**WRITTEN TASK A**
Edit the stretch of the flood report from "Rail remains cut" through "rely on them.", replacing "cattle producers" with "livestock producers".

-------- DOCUMENT SECTION

Rail remains cut amid ‘unprecedented’ disaster for North West
Meanwhile Queensland Rail says the Mount Isa Line remains closed between Cloncurry and Hughenden, and the North Coast Line remains closed between Townsville to Ingham.
It comes amid what Agforce chief executive officer Michael Guerin described as a disaster of unprecedented proportion for cattle producers in North-West Queensland and the rural communities who rely on them.
“The latest reports confirm our earliest fears: this is a massive humanitarian crisis that has devastated an area twice the size of Victoria and is steadily expanding southwards,” he said.
“Although we won’t know the full extent of the livestock losses and infrastructure damage until the water fully recedes, it is certain that the industry will take decades to recover.”
It came after the region experienced three years of rainfall inside a week, with a catastrophic impact on farmers and their livestock, on communities and towns, on infrastructure, and on the natural environment and wildlife, Agforce said.

----------------

**WRITTEN TASK B**
Show each line in the listing that contains the string "taillight".

-------- EXCERPTED DATA

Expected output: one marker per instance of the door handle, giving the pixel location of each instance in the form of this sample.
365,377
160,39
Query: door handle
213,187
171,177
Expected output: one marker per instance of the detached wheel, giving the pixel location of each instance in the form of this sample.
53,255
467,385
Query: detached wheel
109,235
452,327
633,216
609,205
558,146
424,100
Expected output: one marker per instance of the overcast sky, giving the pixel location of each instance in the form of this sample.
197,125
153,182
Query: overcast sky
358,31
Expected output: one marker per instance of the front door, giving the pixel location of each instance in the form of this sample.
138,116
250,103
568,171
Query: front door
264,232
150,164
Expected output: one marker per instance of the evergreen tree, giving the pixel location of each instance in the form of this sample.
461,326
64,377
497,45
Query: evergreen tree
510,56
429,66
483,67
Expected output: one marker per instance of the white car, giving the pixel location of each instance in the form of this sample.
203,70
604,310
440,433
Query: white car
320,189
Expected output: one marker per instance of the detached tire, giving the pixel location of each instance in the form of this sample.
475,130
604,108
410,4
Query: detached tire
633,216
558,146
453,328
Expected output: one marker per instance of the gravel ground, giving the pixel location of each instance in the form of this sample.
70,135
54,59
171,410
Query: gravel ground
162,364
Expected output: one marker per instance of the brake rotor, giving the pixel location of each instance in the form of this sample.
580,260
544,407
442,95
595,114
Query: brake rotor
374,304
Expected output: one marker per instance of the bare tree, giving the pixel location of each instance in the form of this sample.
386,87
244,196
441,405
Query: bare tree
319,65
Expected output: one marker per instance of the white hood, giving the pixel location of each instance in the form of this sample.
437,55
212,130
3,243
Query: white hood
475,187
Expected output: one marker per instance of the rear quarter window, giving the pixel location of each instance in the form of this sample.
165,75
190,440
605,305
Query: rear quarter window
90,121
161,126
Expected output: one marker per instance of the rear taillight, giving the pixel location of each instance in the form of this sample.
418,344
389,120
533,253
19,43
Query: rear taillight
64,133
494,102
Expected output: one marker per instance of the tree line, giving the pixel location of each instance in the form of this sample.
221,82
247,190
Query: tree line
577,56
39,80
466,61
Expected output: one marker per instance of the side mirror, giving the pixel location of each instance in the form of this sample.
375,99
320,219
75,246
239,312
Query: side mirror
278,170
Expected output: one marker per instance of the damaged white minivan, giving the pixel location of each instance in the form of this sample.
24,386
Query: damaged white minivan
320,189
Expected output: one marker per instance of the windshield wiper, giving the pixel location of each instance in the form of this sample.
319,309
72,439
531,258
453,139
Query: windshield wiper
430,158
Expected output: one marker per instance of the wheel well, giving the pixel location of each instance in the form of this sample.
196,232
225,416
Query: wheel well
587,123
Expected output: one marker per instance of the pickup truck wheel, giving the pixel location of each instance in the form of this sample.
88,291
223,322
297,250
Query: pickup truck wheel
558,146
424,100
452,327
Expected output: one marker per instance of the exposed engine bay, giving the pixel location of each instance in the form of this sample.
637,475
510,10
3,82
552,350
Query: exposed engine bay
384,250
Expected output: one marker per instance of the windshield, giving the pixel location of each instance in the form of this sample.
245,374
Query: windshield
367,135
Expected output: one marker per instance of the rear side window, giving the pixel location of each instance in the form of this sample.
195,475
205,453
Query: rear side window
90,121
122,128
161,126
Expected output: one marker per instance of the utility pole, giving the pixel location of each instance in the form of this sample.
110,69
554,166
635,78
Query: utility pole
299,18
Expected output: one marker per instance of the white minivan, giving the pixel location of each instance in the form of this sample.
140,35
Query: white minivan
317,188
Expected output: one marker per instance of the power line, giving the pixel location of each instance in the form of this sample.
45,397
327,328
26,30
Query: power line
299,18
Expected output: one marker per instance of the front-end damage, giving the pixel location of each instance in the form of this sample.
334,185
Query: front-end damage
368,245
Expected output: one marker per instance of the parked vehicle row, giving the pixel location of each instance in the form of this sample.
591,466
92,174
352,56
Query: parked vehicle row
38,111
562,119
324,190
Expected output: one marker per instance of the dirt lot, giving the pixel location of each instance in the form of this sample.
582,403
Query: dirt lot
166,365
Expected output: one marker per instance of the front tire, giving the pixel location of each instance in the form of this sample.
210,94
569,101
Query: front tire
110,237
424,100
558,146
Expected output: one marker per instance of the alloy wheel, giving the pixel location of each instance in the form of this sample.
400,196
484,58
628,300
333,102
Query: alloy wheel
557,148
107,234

----------------

**WRITTEN REPLY A**
Rail remains cut amid ‘unprecedented’ disaster for North West
Meanwhile Queensland Rail says the Mount Isa Line remains closed between Cloncurry and Hughenden, and the North Coast Line remains closed between Townsville to Ingham.
It comes amid what Agforce chief executive officer Michael Guerin described as a disaster of unprecedented proportion for livestock producers in North-West Queensland and the rural communities who rely on them.

**WRITTEN REPLY B**
Expected output: one marker per instance of the rear taillight, giving the pixel location of each instance in the form of this sample.
Query: rear taillight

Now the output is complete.